_THE DATA_:
[Start of section]
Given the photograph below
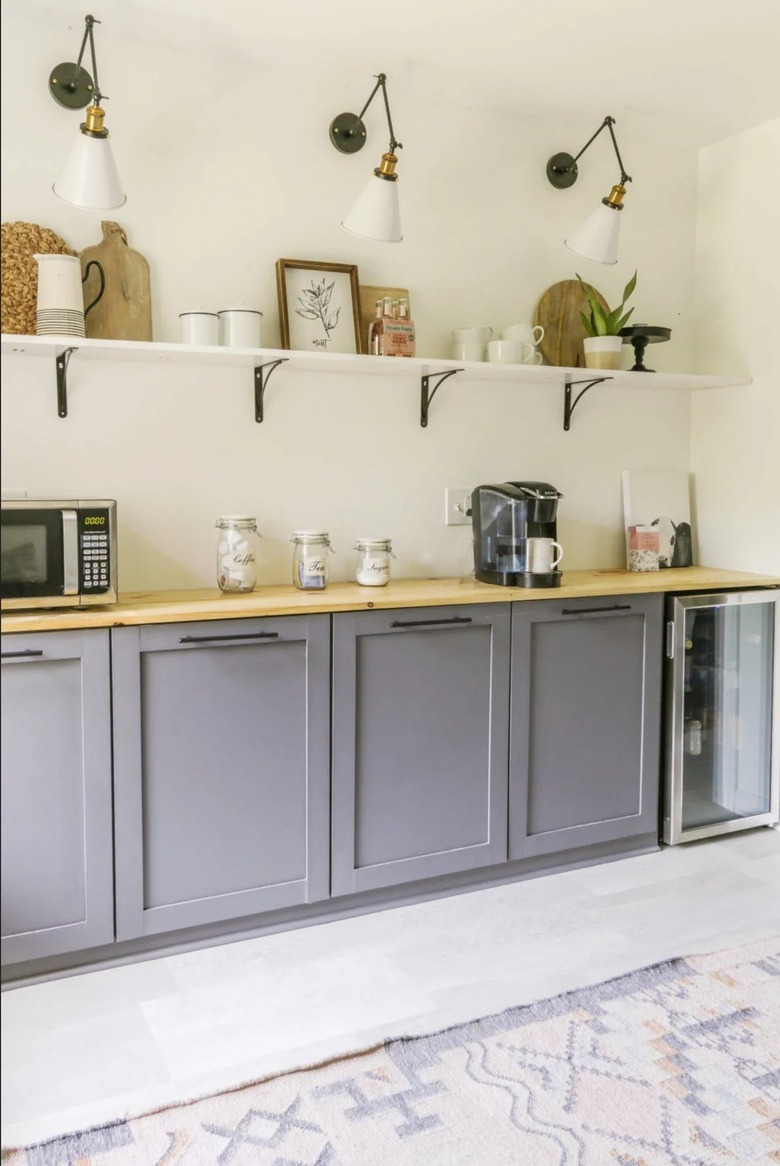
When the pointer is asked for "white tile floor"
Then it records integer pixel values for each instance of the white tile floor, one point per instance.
(119, 1041)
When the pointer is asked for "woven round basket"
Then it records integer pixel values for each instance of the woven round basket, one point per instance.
(20, 272)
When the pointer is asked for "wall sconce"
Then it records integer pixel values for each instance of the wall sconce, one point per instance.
(597, 238)
(90, 178)
(376, 215)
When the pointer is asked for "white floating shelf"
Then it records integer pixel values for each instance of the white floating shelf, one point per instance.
(362, 365)
(262, 363)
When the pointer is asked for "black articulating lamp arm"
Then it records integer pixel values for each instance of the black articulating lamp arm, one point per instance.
(348, 132)
(562, 168)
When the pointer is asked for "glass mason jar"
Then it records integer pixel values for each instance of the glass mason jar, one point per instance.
(372, 567)
(237, 547)
(310, 560)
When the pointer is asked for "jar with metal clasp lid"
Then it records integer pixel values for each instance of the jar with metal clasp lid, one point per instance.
(372, 567)
(237, 545)
(310, 560)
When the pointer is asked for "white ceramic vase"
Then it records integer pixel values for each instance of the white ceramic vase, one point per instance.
(602, 351)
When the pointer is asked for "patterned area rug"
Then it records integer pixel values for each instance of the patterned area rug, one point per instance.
(677, 1063)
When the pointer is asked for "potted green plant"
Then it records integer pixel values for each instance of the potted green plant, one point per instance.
(603, 343)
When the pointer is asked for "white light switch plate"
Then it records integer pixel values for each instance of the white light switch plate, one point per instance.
(457, 504)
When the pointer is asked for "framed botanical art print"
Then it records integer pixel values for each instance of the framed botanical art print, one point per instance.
(318, 306)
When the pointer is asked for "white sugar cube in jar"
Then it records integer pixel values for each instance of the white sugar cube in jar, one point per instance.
(237, 568)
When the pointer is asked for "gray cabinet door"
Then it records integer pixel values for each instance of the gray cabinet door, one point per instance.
(584, 723)
(222, 746)
(57, 861)
(420, 743)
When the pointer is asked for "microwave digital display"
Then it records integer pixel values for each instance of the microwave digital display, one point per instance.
(23, 554)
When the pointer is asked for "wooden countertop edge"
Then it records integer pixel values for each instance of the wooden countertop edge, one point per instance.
(188, 605)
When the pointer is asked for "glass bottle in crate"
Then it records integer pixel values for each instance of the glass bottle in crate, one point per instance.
(310, 560)
(376, 329)
(372, 568)
(237, 546)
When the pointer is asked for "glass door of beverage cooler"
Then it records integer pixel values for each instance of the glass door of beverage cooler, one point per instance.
(722, 688)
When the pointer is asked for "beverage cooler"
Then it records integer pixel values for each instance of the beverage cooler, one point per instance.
(723, 694)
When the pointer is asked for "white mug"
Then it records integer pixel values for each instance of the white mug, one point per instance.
(524, 332)
(533, 357)
(540, 555)
(60, 297)
(468, 350)
(240, 328)
(482, 332)
(508, 351)
(199, 327)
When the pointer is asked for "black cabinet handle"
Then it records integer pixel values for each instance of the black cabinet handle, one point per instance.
(592, 611)
(223, 639)
(430, 623)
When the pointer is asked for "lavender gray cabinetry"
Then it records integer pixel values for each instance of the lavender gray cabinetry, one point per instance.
(420, 743)
(222, 745)
(584, 722)
(57, 862)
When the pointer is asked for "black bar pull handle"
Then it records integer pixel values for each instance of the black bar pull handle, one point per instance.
(595, 611)
(227, 639)
(430, 623)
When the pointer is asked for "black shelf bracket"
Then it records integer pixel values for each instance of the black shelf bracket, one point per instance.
(568, 404)
(61, 364)
(426, 395)
(261, 383)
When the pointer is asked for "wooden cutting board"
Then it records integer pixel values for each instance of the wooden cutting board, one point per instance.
(559, 314)
(369, 296)
(125, 310)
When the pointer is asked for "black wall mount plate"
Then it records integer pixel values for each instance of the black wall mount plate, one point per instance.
(640, 336)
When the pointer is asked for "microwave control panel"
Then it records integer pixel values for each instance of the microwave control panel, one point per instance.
(95, 550)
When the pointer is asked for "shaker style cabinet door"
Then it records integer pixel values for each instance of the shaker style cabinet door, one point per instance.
(584, 722)
(420, 743)
(222, 746)
(57, 858)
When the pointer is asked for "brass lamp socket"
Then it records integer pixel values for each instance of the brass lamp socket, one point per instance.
(387, 167)
(93, 124)
(615, 198)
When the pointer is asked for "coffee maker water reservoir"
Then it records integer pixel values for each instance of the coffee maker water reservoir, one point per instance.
(504, 519)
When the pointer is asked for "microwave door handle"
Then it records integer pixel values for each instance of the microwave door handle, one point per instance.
(69, 553)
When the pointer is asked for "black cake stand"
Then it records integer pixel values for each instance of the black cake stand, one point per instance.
(640, 336)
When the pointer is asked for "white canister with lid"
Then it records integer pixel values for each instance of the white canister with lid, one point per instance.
(237, 567)
(372, 567)
(240, 328)
(310, 560)
(199, 327)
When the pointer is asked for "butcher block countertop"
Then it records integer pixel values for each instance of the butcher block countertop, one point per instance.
(138, 608)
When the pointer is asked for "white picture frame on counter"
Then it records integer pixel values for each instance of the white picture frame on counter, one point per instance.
(318, 306)
(656, 519)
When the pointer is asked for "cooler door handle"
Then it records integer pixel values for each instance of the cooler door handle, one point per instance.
(430, 623)
(229, 639)
(595, 611)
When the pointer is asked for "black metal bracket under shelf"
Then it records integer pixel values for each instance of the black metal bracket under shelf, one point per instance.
(261, 384)
(568, 404)
(61, 365)
(427, 395)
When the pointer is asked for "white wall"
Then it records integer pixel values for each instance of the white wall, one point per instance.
(218, 189)
(736, 434)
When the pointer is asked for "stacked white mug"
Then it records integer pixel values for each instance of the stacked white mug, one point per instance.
(527, 338)
(471, 343)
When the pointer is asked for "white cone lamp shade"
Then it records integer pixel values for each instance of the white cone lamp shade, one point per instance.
(376, 215)
(90, 178)
(599, 234)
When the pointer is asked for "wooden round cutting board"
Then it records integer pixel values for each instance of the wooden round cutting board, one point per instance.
(559, 314)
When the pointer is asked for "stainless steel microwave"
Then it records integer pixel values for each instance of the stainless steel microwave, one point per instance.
(57, 554)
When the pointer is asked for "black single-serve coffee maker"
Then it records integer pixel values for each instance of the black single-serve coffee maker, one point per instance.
(514, 534)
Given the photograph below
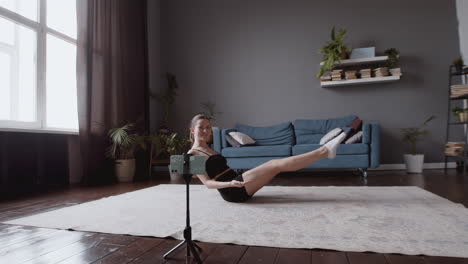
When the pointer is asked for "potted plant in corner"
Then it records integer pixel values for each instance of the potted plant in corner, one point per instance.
(124, 144)
(333, 51)
(461, 114)
(414, 162)
(458, 64)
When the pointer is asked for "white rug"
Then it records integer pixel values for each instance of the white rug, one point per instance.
(406, 220)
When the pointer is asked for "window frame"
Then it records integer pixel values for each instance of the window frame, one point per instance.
(42, 30)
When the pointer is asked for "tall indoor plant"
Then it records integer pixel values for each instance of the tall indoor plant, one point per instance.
(167, 145)
(125, 141)
(414, 162)
(333, 51)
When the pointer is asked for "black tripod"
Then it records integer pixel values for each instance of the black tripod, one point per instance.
(191, 246)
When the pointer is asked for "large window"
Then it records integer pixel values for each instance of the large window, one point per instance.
(38, 65)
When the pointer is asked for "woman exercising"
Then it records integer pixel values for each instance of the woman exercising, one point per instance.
(240, 188)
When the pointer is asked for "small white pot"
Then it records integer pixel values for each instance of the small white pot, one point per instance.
(174, 176)
(414, 163)
(125, 170)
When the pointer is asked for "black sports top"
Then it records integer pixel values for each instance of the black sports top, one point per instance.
(216, 166)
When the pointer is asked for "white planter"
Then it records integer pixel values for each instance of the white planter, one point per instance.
(414, 163)
(125, 170)
(174, 176)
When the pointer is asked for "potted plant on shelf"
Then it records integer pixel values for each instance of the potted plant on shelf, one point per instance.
(414, 162)
(167, 99)
(209, 110)
(125, 141)
(458, 63)
(333, 51)
(461, 114)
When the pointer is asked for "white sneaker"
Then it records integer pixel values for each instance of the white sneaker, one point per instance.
(333, 144)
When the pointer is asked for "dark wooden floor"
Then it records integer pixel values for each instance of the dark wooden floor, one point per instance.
(21, 244)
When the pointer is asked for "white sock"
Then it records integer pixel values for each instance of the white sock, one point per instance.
(333, 144)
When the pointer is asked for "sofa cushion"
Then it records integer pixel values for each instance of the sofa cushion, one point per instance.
(355, 139)
(343, 149)
(312, 130)
(232, 141)
(281, 134)
(242, 138)
(257, 151)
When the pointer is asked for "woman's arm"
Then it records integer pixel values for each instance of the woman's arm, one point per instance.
(211, 184)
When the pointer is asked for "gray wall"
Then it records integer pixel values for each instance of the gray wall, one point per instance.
(257, 59)
(462, 11)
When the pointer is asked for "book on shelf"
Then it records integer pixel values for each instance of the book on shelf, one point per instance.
(365, 73)
(382, 71)
(454, 148)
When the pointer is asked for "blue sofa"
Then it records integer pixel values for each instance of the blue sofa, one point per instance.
(287, 139)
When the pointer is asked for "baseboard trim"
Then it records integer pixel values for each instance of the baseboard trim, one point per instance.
(401, 166)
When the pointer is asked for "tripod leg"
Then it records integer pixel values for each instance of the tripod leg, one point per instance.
(173, 249)
(194, 251)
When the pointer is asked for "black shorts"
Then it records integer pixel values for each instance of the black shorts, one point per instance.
(235, 194)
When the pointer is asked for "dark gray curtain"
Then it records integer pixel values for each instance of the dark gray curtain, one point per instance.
(112, 77)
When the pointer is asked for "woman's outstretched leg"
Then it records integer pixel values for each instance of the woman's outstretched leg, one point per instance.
(259, 176)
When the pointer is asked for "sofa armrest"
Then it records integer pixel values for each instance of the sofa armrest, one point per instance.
(224, 131)
(216, 139)
(371, 136)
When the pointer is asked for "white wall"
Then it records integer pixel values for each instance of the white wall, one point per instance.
(462, 13)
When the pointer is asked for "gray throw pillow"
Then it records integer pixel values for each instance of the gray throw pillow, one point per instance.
(355, 139)
(232, 141)
(242, 138)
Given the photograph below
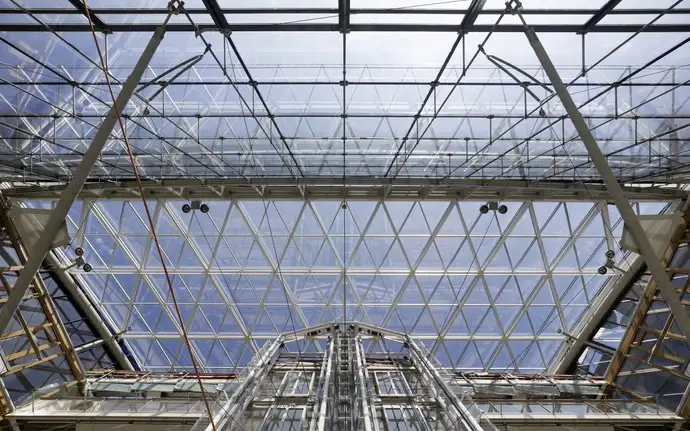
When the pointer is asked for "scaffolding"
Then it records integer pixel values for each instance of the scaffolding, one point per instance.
(358, 378)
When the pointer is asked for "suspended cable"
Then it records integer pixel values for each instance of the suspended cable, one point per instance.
(135, 171)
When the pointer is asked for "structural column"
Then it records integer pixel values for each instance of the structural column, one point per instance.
(44, 243)
(599, 160)
(230, 409)
(431, 374)
(321, 400)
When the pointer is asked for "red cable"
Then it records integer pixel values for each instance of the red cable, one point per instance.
(151, 224)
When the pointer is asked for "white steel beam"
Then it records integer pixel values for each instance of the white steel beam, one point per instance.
(622, 203)
(44, 243)
(592, 320)
(365, 187)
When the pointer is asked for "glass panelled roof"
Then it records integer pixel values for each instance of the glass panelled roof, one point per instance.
(484, 291)
(384, 94)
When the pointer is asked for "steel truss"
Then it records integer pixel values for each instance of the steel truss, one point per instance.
(36, 340)
(325, 188)
(652, 357)
(394, 384)
(45, 146)
(430, 156)
(232, 272)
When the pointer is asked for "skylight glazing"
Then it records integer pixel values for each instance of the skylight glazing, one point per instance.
(397, 94)
(484, 292)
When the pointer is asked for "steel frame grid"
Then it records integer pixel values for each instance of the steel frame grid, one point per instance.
(271, 116)
(340, 29)
(40, 323)
(310, 262)
(632, 356)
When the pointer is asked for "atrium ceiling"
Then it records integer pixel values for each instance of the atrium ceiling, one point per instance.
(345, 149)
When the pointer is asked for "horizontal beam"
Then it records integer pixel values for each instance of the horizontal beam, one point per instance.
(321, 27)
(361, 188)
(334, 11)
(324, 81)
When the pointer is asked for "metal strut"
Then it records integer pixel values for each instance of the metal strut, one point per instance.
(44, 243)
(599, 160)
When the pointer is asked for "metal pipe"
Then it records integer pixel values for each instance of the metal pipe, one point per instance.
(95, 318)
(220, 418)
(366, 414)
(323, 409)
(322, 386)
(44, 243)
(627, 213)
(372, 408)
(467, 419)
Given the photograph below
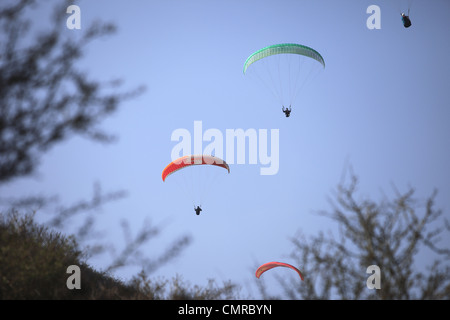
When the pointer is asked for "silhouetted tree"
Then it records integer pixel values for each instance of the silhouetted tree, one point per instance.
(390, 234)
(44, 97)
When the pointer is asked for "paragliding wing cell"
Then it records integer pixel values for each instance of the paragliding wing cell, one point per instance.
(191, 160)
(284, 48)
(267, 266)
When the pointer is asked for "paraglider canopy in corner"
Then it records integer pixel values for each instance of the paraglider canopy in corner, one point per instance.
(270, 265)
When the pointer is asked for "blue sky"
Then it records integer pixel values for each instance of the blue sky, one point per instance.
(381, 104)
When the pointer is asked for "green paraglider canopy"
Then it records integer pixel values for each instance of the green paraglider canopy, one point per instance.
(283, 48)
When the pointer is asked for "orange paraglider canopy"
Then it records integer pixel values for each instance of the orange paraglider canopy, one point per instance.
(192, 160)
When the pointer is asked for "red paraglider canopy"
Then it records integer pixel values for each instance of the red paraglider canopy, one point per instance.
(192, 160)
(267, 266)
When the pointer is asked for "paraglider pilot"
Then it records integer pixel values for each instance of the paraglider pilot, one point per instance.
(406, 21)
(197, 210)
(287, 111)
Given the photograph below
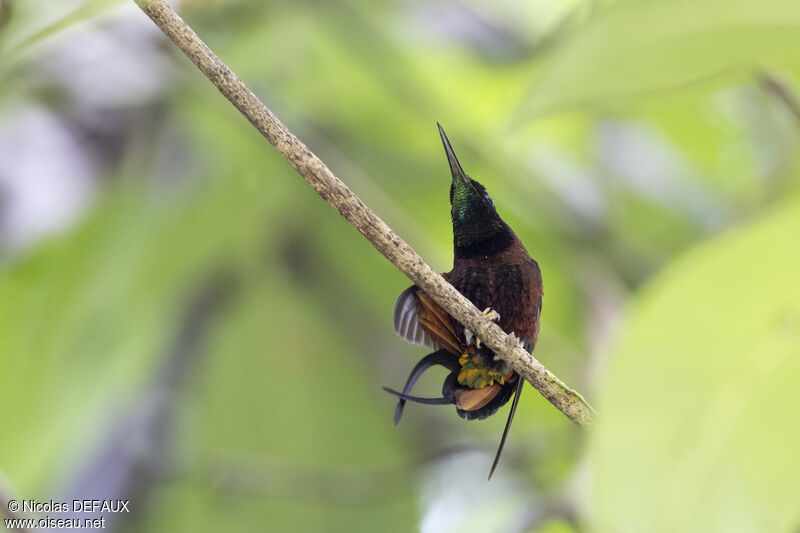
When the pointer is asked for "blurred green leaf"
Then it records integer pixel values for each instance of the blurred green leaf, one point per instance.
(640, 47)
(700, 399)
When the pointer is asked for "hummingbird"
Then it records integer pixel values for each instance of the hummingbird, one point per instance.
(492, 269)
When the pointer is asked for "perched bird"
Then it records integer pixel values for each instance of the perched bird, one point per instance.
(494, 271)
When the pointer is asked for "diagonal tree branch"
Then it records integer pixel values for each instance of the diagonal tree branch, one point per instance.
(361, 217)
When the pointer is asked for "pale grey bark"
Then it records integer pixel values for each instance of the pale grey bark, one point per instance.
(361, 217)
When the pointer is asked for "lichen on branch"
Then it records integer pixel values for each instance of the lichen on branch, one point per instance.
(361, 217)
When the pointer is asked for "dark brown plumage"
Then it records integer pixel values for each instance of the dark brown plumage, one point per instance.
(494, 271)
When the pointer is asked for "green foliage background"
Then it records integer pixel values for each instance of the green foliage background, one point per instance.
(638, 149)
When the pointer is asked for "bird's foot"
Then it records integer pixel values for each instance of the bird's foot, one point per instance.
(475, 375)
(492, 315)
(521, 342)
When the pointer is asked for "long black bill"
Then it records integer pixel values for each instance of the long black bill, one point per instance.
(441, 357)
(520, 383)
(455, 166)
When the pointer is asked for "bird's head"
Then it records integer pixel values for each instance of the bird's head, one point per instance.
(476, 224)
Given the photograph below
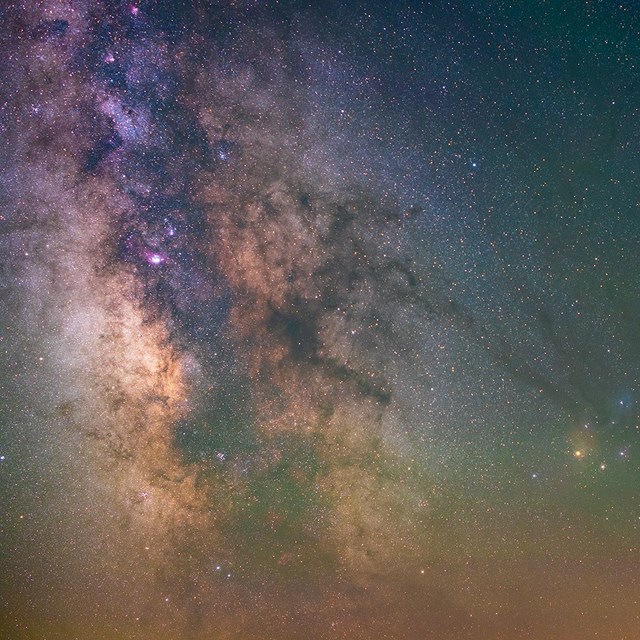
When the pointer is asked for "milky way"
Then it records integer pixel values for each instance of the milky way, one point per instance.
(319, 322)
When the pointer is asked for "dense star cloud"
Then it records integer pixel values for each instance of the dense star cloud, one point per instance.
(319, 322)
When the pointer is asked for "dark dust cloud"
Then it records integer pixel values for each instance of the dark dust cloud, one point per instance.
(319, 320)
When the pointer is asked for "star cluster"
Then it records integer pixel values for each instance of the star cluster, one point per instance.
(319, 321)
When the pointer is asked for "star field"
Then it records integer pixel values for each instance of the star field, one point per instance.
(319, 321)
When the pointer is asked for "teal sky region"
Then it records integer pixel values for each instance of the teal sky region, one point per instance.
(319, 320)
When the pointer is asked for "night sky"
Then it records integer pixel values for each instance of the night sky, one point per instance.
(319, 320)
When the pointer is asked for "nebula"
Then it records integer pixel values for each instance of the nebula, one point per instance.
(266, 371)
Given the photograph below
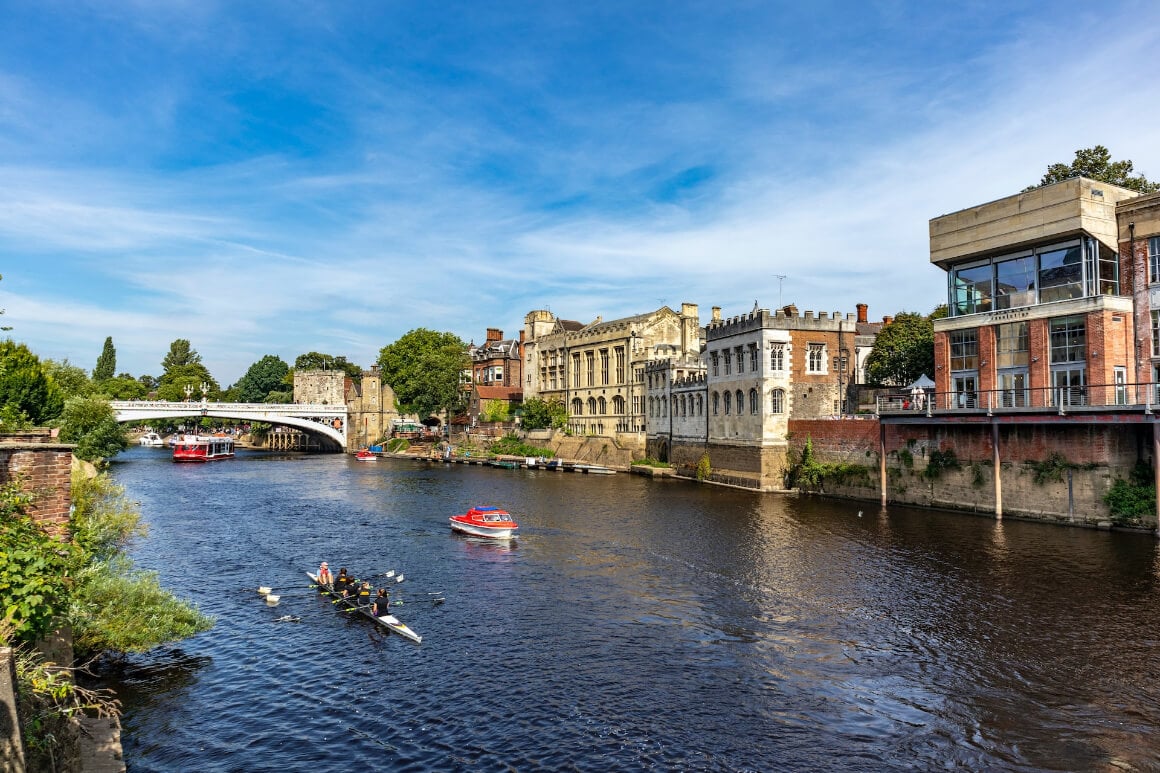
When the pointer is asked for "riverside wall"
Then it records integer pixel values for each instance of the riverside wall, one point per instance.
(1051, 472)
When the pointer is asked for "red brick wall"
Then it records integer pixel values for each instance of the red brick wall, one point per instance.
(44, 468)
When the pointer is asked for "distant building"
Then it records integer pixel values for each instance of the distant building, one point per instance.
(498, 361)
(597, 370)
(756, 371)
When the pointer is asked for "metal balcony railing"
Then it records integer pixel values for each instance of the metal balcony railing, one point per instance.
(1142, 397)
[End of section]
_EXERCISE DIRECTIONS_: Working down from the line that contains "railing, one point per instance.", retype each line exactly through the last line of the data, and give nothing else.

_FINAL ANSWER_:
Then it records integer pixel values for each instance of the metal balcony railing, one point per instance.
(1142, 397)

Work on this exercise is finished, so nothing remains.